**What you need to do**
Return every record exactly as written.

**Data shown**
-*-*-

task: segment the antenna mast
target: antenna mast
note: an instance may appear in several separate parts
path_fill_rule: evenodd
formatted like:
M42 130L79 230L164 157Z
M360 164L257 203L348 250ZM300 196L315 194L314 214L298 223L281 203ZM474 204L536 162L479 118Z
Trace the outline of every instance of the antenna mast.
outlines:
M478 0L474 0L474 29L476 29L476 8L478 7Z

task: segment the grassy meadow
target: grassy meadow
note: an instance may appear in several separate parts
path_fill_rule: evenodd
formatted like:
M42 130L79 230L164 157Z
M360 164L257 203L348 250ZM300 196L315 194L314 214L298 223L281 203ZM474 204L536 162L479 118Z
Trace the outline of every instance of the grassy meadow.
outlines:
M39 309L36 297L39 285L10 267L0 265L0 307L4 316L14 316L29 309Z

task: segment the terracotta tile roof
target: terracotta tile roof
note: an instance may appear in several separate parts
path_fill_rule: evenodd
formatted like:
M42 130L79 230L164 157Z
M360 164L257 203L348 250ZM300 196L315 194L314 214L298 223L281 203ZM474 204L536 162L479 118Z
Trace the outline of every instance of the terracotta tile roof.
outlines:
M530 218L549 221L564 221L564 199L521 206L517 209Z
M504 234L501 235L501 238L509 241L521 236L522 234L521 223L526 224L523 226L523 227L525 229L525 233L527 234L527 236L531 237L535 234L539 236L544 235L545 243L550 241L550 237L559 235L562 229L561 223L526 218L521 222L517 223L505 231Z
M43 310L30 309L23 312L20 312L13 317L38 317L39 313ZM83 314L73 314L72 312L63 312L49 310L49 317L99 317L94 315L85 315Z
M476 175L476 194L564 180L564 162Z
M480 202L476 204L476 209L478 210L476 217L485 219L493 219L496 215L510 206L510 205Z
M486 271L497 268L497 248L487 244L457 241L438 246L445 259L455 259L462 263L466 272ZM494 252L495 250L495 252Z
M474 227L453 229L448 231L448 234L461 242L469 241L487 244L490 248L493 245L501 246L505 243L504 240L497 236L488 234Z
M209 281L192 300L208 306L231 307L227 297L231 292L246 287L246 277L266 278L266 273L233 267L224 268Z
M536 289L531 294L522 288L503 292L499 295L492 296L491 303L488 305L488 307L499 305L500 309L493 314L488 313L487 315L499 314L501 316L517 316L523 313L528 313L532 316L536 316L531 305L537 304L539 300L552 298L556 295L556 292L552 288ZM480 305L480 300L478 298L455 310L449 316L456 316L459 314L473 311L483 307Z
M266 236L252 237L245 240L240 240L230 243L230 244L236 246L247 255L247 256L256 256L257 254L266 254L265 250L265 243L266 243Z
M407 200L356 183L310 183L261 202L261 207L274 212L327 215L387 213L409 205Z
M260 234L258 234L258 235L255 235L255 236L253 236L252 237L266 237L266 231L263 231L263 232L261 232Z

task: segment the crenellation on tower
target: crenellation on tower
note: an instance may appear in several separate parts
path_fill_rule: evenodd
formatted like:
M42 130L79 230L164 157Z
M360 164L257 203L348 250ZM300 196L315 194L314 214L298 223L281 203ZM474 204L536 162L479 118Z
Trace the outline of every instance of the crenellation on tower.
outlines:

-*-*-

**Complete answer**
task: segment the antenna mast
target: antenna mast
note: an instance may appear in several separate parts
path_fill_rule: evenodd
formatted like:
M42 130L79 230L164 157Z
M360 164L257 203L348 250ZM300 196L315 194L314 214L298 223L281 203ZM474 204L536 162L479 118Z
Trace the outline of every instance of the antenna mast.
outlines:
M478 0L474 0L474 29L476 29L476 8L478 7Z

task: segment the grassy meadow
target: grassy meadow
note: an instance may appear in several separate parts
path_fill_rule: evenodd
formatted like:
M42 130L79 230L164 157Z
M360 164L257 203L348 250ZM300 196L315 194L314 214L298 223L281 203ZM474 204L536 162L479 118Z
Trace the outline of every instance of the grassy meadow.
outlines:
M39 309L36 297L39 285L10 267L0 265L0 307L4 316L14 316L29 309Z

task: segment the terracotta tile roof
target: terracotta tile roof
note: an instance may appear in several separate parts
path_fill_rule: evenodd
formatted like:
M42 130L79 230L164 157Z
M360 164L257 203L348 250ZM300 196L315 194L314 214L298 223L281 203ZM474 204L536 162L479 118Z
Trace the outline of every instance of the terracotta tile roof.
outlines:
M530 218L549 221L564 221L564 199L521 206L517 209Z
M504 234L501 235L501 238L509 241L521 236L522 234L521 223L526 224L523 226L523 227L525 229L525 233L527 234L527 236L531 237L535 234L539 236L544 235L545 243L550 241L550 237L559 235L562 229L561 223L526 218L521 222L517 223L505 231Z
M43 310L30 309L23 312L20 312L13 317L38 317L39 313ZM83 314L73 314L72 312L63 312L49 310L49 317L99 317L94 315L85 315Z
M476 175L476 194L564 180L564 162Z
M480 202L476 204L476 209L478 210L476 217L485 219L493 219L496 215L510 206L510 205Z
M486 271L497 268L497 248L487 244L457 241L438 246L445 259L455 259L462 263L466 272ZM494 252L495 250L495 252Z
M474 227L453 229L448 231L448 234L461 242L469 241L487 244L490 248L493 245L501 246L505 243L504 240L497 236L488 234Z
M209 281L192 300L208 306L231 307L227 297L231 292L246 287L246 277L266 278L266 273L233 267L224 268Z
M536 289L531 294L522 288L503 292L499 295L492 296L491 303L488 305L488 307L499 305L500 309L493 314L488 313L487 315L499 314L501 316L517 316L523 313L528 313L532 316L536 316L531 305L537 304L539 300L552 298L556 295L556 292L552 288ZM480 305L480 300L478 298L455 310L449 316L456 316L459 314L473 311L483 307Z
M266 236L252 237L245 240L240 240L230 243L230 244L236 246L247 255L247 256L256 256L257 254L266 254L265 250L265 243L266 243Z
M407 200L356 183L310 183L261 202L261 207L274 212L327 215L387 213L409 205Z
M260 234L258 234L258 235L255 235L255 236L253 236L252 237L266 237L266 231L263 231L263 232L261 232Z

task: segment the crenellation on tower
target: crenellation on tower
note: an instance may appear in several separate parts
path_fill_rule: evenodd
formatted like:
M42 130L79 230L164 157Z
M360 164L257 203L348 250ZM300 196L315 194L314 214L298 223L281 203ZM474 204L536 162L479 118Z
Trace the outline of every instance of the crenellation on tower.
outlines:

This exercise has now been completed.